(Items from a dataset)

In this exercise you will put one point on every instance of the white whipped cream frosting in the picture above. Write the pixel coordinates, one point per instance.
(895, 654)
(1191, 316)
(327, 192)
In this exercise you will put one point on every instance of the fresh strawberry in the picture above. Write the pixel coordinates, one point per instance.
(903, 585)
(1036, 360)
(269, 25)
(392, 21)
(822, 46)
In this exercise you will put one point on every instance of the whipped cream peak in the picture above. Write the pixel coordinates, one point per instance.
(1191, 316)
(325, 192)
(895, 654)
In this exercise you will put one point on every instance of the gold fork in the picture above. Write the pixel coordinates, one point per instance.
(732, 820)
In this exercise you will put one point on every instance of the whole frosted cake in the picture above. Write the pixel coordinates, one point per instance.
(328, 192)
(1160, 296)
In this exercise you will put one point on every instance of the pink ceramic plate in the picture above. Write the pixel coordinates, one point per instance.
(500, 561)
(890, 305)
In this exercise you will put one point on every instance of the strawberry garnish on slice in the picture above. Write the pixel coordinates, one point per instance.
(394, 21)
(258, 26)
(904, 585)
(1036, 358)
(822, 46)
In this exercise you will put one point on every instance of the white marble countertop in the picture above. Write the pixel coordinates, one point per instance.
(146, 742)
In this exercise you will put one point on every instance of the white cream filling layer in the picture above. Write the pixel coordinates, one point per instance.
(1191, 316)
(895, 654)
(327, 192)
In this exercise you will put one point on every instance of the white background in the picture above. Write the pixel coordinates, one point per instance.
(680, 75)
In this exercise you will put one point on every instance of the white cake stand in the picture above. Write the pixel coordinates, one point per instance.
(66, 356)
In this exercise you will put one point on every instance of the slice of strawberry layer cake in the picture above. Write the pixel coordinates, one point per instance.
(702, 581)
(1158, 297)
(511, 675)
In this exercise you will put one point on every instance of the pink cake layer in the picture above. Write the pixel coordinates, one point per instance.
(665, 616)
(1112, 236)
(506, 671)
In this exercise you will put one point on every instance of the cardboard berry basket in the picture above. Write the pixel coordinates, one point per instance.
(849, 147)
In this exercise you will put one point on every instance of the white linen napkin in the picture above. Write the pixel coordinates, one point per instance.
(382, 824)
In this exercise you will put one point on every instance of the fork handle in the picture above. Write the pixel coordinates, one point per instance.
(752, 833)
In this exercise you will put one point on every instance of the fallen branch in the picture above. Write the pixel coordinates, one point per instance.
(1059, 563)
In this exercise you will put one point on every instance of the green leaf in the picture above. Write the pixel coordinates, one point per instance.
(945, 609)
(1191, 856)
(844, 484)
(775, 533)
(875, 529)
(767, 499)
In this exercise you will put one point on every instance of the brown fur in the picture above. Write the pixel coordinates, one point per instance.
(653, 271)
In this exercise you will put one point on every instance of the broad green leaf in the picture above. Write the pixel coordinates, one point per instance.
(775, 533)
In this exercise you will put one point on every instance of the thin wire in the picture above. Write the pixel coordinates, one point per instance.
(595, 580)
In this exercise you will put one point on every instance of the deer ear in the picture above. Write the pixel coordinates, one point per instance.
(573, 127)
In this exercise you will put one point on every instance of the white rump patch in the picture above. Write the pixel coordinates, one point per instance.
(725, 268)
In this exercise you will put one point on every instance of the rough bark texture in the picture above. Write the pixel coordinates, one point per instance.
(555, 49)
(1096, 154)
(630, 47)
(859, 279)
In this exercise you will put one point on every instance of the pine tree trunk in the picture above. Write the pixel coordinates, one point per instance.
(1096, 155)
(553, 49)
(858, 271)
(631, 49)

EXERCISE BRIEF:
Write out every entry again exactly, please, with nothing missing.

REPLY:
In this exercise you will put one point on every instance of the white whipped cream frosting in the picture above. Write the pixel coordinates, one point per instance.
(895, 654)
(1191, 316)
(327, 192)
In this exercise you will put one point on every instance of the fresh strawberry in the picture above. Write the pixel coordinates, one point per instance.
(903, 585)
(1036, 360)
(269, 25)
(392, 21)
(822, 46)
In this exercise you will put one point on every instance of the whipped cream peak in the picture above. Write the pixel coordinates, one point per instance.
(1191, 316)
(325, 192)
(895, 654)
In this exercise you will put one point on every instance of the gold fork in the picture above. Write the pixel coordinates, one point per instance.
(732, 820)
In this exercise you will put one point on every instance of the whole frosted cake in the picture above. Write the pixel coordinates, one point per instance.
(328, 192)
(1160, 296)
In this exercise you will put one point on every instance of the pink ceramic plate in the picture above. Write the pixel coordinates, one point per instance.
(500, 561)
(890, 305)
In this exercise you will put one point on every instance of the strawberry garnish on slice in the picture above. Write the pixel coordinates, one point per instance.
(394, 21)
(258, 26)
(904, 585)
(1036, 358)
(822, 46)
In this exercise you will put one point on every instance of the white marble countertop in the picture above. Write the pixel coordinates, one point per instance.
(146, 742)
In this exercise you will put one point on every instance of the white cream filling layer in the picture above. Write the pixel coordinates, one point per instance.
(1191, 316)
(895, 654)
(327, 192)
In this exercise you will put one point on every instance of the white background in the picture above. Write the pixel coordinates, one point per instance.
(680, 75)
In this exercise you will put one point on every instance of the white cake stand in the picture above. Write the pixel coordinates, one point per instance.
(66, 356)
In this exercise you will put one point on every instance of the slice of strawberry layer cake in the picture above. Write the pixel coordinates, one point per instance.
(702, 581)
(1158, 297)
(511, 675)
In this exercise you will put one point on every instance of the pink cake layer in the picture above. Write the pixel coordinates, one point per instance.
(665, 616)
(1112, 236)
(506, 671)
In this exercise you will put one point on every instance of the cardboard berry basket in the picture above. Write the pixel coordinates, one point per instance.
(849, 147)
In this exercise you will put one point on every instance of the white linen napkin in the picture above. Write the pixel coordinates, one point per instance.
(382, 824)
In this exercise you will put one point on every instance of the fork handle in the picture above. Write the pixel coordinates, one point per instance.
(752, 833)
In this exercise you will put one point on every instance of the fallen branch in the picture above. Write the pixel coordinates, one point per instance.
(1059, 563)
In this exercise you will put one point on every instance of the green leaf in the picture above. Write the pixel coordinates, one point per instance.
(945, 609)
(1191, 856)
(844, 484)
(775, 533)
(875, 529)
(767, 499)
In this exercise you will put one point on every instance of the brown fur in the picture above. Write the pixel coordinates, one point per instance.
(653, 271)
In this exercise you will put one point on every instance of the broad green leaf in the picture above. Write the pixel coordinates, one point per instance.
(775, 533)
In this exercise you will put one point on every instance of the thin wire in the picture above. Write the pixel coordinates, one point per instance.
(595, 580)
In this exercise you will put one point on every instance of the deer ear in the picture above. Write the pixel coordinates, one point per instance.
(573, 127)
In this exercise you will put one point on every instance of the white rump patch in the picture above. Write the pixel coordinates, one point per instance.
(725, 268)
In this exercise you will put one point on every instance of the rough bark texture in the picture above. Write the pixel coordinates, one point per instance.
(555, 49)
(1096, 154)
(630, 47)
(859, 279)
In this exercise you will put one point on every instance of the pine tree trunk in the picture above. Write the pixel coordinates, one point per instance.
(1096, 155)
(553, 49)
(858, 271)
(631, 49)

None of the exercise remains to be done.